### INSTRUCTIONS FOR THE TASK
Find every line in the listing below that contains the word "dark", and copy each of those lines. Matching is case-sensitive.

※ ※ ※

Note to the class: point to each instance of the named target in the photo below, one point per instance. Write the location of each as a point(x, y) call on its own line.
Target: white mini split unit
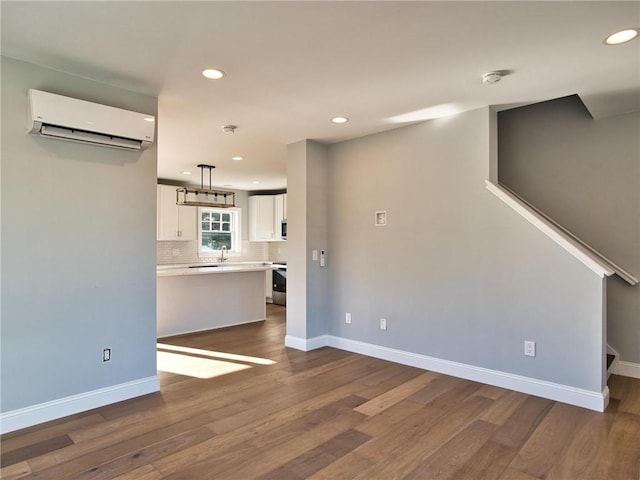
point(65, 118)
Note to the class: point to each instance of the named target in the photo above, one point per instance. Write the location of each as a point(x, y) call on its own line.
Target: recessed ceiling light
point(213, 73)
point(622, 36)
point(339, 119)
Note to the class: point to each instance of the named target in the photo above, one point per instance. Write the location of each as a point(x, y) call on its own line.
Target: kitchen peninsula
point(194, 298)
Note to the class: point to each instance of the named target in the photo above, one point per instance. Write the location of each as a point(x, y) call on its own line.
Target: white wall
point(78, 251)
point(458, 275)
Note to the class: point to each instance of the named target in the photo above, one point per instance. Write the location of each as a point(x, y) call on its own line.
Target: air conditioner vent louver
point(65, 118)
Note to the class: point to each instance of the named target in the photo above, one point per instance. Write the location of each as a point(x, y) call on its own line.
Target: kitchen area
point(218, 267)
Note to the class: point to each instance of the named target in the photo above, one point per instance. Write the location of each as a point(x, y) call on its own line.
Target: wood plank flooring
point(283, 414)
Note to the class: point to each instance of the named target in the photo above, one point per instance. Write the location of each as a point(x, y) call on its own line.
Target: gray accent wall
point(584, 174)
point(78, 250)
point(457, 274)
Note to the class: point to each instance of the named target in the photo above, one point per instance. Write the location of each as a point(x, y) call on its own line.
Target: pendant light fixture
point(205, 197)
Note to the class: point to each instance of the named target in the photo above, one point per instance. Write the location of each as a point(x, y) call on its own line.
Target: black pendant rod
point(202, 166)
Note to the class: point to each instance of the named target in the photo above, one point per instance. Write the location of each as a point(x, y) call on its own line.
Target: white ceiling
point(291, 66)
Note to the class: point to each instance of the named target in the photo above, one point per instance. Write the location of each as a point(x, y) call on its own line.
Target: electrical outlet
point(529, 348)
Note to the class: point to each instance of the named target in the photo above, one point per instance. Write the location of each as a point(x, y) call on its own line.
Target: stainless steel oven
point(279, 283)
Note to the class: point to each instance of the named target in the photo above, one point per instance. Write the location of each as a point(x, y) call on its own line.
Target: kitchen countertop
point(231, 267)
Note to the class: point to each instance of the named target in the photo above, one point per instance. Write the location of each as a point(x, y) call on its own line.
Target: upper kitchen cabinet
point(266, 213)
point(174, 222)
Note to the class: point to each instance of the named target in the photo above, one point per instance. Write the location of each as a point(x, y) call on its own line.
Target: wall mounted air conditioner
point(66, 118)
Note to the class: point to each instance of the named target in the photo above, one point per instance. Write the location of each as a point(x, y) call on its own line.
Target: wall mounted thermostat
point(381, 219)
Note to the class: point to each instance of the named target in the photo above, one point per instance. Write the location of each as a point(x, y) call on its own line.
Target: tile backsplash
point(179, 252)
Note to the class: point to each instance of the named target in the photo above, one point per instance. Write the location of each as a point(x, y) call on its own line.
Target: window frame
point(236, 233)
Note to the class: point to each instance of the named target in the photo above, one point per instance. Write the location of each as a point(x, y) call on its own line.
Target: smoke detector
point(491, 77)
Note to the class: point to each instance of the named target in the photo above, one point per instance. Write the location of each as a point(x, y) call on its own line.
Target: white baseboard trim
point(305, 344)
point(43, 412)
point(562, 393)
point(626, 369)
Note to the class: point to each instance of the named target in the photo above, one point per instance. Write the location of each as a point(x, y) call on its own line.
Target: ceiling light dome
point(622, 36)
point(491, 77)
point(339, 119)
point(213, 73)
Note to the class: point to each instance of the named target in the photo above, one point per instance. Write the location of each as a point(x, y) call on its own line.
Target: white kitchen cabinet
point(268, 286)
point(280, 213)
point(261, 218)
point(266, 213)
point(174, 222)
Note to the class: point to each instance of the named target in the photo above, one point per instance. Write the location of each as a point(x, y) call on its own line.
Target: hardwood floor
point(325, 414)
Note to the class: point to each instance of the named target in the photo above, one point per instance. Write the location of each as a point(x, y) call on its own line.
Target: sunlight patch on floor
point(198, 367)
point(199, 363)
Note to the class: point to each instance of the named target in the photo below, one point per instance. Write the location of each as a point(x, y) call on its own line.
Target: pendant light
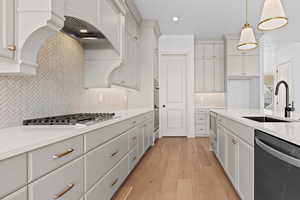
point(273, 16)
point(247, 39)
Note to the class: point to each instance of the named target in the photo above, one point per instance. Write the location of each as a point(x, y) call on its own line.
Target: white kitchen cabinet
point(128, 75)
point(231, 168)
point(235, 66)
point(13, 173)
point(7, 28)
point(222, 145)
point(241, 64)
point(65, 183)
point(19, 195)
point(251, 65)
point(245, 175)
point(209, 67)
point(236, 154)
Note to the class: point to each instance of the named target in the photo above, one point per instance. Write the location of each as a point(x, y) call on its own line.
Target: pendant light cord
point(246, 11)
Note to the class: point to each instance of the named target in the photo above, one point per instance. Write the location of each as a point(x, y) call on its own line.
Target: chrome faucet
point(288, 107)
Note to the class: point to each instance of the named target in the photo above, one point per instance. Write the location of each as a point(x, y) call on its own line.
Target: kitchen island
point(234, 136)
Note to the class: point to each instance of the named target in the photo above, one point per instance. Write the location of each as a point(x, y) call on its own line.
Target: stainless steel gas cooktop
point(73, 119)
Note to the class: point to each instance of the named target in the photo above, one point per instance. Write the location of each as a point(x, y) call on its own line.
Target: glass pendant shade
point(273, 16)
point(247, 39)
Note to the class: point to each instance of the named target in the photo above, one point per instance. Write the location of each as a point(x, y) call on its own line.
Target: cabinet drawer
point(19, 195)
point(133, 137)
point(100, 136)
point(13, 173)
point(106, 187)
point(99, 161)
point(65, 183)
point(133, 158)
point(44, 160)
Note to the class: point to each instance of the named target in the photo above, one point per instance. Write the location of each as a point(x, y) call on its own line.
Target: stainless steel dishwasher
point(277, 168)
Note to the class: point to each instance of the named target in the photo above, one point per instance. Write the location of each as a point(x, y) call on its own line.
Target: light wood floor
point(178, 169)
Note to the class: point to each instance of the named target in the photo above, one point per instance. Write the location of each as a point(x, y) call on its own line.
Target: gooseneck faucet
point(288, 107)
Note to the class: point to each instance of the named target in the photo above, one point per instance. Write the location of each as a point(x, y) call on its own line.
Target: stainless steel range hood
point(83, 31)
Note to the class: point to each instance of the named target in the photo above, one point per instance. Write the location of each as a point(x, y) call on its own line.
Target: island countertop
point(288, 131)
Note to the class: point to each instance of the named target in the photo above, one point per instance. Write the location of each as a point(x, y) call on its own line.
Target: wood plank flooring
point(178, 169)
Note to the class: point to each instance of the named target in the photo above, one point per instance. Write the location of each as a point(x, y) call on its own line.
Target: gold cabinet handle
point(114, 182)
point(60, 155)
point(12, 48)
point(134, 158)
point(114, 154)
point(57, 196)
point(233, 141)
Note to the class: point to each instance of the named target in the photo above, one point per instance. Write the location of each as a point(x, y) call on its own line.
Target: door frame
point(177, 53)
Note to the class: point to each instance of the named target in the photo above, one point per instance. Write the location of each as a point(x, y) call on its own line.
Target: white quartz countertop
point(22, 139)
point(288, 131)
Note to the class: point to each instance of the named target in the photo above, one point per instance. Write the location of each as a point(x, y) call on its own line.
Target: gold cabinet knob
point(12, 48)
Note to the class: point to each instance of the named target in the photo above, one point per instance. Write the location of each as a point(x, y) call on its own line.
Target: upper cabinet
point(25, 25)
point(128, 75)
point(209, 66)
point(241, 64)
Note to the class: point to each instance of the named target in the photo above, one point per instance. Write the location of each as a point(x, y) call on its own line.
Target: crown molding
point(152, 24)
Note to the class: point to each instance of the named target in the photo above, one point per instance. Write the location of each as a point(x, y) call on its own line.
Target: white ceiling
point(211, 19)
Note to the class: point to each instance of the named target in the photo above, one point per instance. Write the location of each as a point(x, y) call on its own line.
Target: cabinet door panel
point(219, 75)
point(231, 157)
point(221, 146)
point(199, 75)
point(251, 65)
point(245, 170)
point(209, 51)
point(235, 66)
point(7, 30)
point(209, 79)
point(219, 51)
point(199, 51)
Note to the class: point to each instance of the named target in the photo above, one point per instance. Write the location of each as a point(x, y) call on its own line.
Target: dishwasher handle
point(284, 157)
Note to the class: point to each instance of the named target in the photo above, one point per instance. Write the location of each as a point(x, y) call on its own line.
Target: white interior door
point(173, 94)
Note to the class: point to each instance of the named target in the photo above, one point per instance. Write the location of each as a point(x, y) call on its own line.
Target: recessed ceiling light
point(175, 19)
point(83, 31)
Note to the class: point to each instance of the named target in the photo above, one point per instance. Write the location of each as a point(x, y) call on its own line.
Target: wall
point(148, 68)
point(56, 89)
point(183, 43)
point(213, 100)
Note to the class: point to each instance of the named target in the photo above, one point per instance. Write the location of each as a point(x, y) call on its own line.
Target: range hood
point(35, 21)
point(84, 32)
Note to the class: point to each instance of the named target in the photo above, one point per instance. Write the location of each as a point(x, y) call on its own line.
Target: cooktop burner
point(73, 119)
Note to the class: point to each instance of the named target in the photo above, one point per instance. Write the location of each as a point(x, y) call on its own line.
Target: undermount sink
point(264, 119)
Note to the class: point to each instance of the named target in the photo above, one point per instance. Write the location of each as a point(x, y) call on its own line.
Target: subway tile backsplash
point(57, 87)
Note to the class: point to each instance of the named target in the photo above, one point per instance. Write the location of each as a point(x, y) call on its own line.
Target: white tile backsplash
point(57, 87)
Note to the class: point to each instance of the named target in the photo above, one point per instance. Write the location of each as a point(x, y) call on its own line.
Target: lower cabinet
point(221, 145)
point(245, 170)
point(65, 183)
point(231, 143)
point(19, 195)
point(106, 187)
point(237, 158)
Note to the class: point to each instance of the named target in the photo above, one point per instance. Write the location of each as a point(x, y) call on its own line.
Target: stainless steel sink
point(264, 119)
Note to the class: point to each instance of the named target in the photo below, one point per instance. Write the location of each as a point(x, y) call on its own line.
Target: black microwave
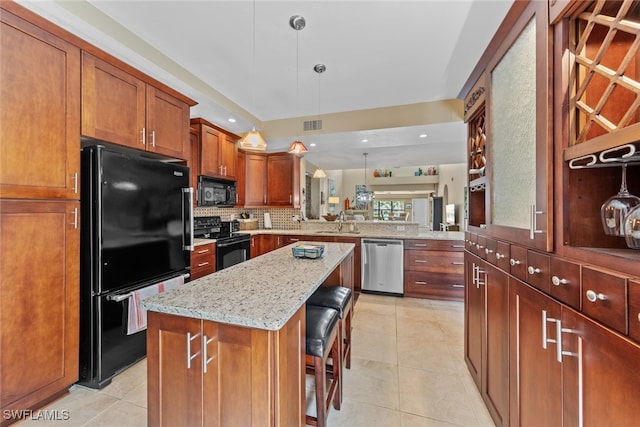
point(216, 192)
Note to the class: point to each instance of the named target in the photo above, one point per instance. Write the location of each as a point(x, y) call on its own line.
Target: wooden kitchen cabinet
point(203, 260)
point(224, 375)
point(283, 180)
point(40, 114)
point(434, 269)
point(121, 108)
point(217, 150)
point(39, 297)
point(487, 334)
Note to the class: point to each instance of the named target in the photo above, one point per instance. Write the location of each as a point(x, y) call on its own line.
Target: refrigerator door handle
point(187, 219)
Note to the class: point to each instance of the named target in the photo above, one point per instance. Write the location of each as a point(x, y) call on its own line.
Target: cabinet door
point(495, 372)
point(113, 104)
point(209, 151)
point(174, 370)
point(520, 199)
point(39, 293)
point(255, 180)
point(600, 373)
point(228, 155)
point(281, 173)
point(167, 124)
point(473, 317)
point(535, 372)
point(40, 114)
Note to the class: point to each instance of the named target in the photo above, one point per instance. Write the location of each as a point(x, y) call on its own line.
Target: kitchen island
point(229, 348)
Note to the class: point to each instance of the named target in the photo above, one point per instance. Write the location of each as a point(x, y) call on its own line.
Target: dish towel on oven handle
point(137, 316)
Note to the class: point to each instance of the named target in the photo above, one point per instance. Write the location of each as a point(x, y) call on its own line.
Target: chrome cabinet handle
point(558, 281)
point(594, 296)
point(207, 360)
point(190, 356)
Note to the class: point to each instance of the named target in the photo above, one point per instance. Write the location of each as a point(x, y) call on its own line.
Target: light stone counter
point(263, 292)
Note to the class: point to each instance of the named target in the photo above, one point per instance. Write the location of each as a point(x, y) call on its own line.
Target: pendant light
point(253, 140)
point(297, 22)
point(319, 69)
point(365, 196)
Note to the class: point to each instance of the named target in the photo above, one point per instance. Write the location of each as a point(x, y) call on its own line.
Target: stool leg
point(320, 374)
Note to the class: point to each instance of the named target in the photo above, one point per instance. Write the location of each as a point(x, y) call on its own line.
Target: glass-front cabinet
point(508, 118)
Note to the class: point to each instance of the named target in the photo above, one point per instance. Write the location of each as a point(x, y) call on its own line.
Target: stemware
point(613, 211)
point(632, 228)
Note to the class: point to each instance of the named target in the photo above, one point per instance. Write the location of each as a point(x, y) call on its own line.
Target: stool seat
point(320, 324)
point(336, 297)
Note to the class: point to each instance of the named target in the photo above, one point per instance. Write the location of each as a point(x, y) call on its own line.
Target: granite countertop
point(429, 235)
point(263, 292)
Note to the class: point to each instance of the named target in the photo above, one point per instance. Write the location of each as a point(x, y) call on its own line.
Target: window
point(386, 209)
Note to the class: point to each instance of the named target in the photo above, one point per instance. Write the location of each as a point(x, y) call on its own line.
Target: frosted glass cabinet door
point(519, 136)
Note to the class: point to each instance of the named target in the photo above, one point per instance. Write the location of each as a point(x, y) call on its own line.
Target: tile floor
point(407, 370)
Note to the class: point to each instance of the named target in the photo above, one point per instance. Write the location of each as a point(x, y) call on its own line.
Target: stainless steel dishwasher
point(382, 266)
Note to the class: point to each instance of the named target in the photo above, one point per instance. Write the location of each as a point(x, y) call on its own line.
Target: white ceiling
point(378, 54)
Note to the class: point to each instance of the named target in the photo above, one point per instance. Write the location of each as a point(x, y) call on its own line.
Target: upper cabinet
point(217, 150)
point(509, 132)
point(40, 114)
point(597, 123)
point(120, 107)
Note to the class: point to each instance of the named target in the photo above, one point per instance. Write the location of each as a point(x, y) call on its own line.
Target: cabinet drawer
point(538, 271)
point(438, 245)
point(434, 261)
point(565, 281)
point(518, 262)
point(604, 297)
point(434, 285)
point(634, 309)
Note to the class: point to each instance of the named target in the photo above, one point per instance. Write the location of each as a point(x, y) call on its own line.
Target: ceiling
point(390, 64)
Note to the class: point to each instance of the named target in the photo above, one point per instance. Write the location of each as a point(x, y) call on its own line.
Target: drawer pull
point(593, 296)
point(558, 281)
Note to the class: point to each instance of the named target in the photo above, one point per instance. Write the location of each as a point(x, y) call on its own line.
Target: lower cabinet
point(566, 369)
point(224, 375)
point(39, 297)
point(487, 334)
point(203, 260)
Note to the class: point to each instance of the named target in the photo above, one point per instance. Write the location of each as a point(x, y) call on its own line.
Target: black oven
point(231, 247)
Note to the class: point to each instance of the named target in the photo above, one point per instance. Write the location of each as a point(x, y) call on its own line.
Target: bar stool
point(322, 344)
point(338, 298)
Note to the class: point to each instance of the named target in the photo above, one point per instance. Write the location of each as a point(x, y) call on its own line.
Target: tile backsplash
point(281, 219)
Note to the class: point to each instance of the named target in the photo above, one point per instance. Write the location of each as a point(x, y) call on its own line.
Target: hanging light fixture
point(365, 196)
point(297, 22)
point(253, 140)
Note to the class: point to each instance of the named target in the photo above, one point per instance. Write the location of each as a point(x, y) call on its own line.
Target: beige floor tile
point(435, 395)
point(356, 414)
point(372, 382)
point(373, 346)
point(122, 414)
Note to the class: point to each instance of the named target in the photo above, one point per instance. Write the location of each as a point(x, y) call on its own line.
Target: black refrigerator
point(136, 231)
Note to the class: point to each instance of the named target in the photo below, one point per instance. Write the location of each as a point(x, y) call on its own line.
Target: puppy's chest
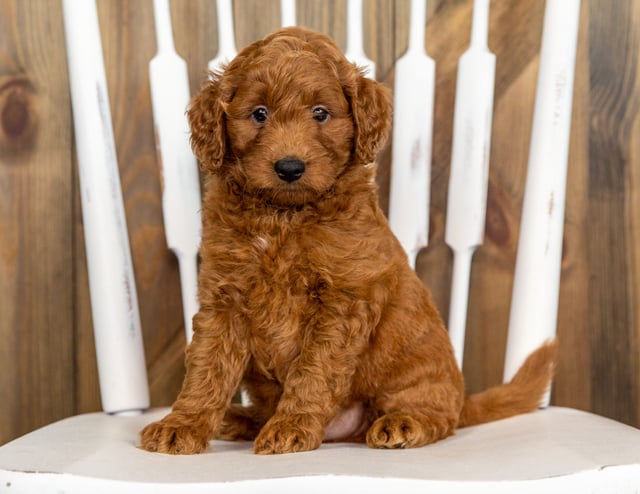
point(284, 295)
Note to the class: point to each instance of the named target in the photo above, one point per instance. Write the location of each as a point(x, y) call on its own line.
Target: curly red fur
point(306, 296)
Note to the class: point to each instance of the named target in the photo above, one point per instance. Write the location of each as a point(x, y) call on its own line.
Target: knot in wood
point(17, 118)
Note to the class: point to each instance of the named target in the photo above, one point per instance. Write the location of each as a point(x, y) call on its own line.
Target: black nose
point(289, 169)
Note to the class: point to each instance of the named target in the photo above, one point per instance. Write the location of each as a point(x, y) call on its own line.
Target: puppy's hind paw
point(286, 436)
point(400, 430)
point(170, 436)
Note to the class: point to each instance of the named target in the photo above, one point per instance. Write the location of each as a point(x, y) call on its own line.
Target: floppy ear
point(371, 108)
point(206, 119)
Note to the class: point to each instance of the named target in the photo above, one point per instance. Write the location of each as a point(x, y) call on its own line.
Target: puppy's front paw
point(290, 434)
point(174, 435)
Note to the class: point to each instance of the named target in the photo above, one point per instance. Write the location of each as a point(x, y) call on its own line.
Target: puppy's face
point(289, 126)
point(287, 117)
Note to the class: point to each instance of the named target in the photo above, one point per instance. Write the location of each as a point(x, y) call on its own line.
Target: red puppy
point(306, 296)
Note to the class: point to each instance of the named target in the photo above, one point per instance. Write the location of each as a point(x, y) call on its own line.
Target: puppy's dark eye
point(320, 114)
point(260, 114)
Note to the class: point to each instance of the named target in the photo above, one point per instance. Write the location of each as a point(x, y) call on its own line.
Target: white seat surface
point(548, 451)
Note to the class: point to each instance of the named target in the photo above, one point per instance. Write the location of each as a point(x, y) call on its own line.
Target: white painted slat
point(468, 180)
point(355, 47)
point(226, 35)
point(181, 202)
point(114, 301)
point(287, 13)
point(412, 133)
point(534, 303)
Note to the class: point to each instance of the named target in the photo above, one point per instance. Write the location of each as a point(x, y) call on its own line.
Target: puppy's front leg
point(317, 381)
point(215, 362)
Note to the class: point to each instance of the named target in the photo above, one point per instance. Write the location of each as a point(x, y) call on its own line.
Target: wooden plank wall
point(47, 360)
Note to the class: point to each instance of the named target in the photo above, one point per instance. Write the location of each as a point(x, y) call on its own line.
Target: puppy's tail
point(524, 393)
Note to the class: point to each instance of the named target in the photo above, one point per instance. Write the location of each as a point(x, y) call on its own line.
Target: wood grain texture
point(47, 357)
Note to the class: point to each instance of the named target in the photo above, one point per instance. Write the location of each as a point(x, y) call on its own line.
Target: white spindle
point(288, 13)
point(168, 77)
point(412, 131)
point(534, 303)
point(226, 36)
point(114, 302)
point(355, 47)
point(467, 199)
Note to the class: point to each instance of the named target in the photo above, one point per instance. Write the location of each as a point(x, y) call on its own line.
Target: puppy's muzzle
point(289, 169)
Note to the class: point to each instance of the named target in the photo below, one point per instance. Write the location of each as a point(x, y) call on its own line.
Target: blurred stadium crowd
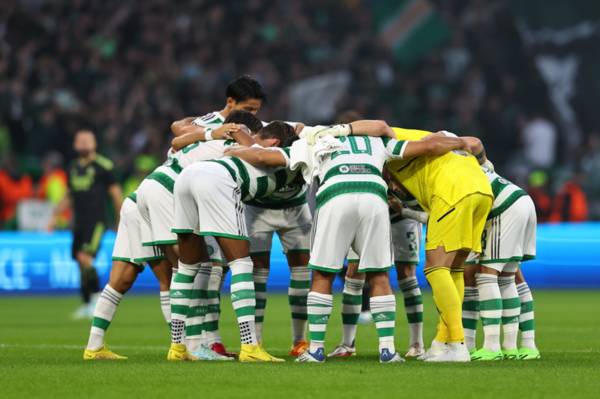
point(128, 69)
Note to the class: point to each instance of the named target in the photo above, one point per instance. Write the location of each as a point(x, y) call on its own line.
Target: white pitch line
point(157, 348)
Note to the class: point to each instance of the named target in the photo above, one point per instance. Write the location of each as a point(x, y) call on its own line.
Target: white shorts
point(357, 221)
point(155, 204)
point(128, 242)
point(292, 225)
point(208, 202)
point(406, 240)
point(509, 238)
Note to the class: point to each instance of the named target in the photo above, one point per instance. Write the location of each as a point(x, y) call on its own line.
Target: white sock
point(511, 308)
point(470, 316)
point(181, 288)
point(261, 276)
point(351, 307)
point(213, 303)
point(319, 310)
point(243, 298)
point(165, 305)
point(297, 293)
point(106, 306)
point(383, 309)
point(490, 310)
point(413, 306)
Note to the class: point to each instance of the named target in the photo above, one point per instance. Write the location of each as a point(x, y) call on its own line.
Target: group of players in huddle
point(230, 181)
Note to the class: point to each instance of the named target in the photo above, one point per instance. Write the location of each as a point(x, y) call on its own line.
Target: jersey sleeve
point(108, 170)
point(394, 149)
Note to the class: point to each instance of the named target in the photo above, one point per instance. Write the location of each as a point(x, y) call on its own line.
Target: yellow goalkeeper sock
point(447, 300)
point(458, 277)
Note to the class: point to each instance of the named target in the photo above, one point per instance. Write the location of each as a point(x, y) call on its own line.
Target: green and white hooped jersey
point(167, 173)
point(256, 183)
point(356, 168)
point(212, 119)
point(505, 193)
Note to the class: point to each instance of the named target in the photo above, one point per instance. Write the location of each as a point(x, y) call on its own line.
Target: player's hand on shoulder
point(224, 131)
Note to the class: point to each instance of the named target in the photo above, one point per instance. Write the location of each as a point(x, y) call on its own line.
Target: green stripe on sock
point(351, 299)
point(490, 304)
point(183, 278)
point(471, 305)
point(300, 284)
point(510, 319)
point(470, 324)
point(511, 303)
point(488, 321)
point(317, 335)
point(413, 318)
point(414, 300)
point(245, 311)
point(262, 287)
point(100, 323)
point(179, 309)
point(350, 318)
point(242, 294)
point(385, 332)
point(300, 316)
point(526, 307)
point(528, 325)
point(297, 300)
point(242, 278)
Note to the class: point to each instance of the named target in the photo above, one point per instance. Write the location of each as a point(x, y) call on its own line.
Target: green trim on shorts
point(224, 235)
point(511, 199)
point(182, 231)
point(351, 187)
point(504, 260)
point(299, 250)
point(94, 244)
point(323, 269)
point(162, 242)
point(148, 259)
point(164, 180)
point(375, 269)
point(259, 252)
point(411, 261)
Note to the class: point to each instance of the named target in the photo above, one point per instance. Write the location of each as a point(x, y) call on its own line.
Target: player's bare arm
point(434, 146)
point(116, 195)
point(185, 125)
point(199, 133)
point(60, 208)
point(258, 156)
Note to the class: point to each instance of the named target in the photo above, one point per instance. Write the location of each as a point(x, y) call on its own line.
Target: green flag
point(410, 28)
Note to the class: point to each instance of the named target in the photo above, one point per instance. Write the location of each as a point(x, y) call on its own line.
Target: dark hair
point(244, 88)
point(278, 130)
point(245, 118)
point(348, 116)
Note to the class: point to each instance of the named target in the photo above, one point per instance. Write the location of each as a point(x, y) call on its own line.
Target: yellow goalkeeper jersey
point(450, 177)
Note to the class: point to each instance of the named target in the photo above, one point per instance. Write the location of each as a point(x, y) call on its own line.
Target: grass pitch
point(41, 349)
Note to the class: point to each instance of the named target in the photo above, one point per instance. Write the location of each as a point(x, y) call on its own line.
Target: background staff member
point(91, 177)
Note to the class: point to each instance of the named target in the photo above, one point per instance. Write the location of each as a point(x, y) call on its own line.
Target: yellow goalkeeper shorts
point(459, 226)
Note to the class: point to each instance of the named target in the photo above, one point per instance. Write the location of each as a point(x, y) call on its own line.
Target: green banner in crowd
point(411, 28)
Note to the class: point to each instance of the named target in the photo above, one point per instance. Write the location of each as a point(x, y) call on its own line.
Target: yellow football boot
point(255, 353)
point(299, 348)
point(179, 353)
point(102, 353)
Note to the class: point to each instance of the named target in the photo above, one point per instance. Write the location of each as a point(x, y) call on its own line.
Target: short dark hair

※ ※ ※

### COMPLETE RESPONSE
Target: puppy's dark eye
Target: dark hair
Target: short dark hair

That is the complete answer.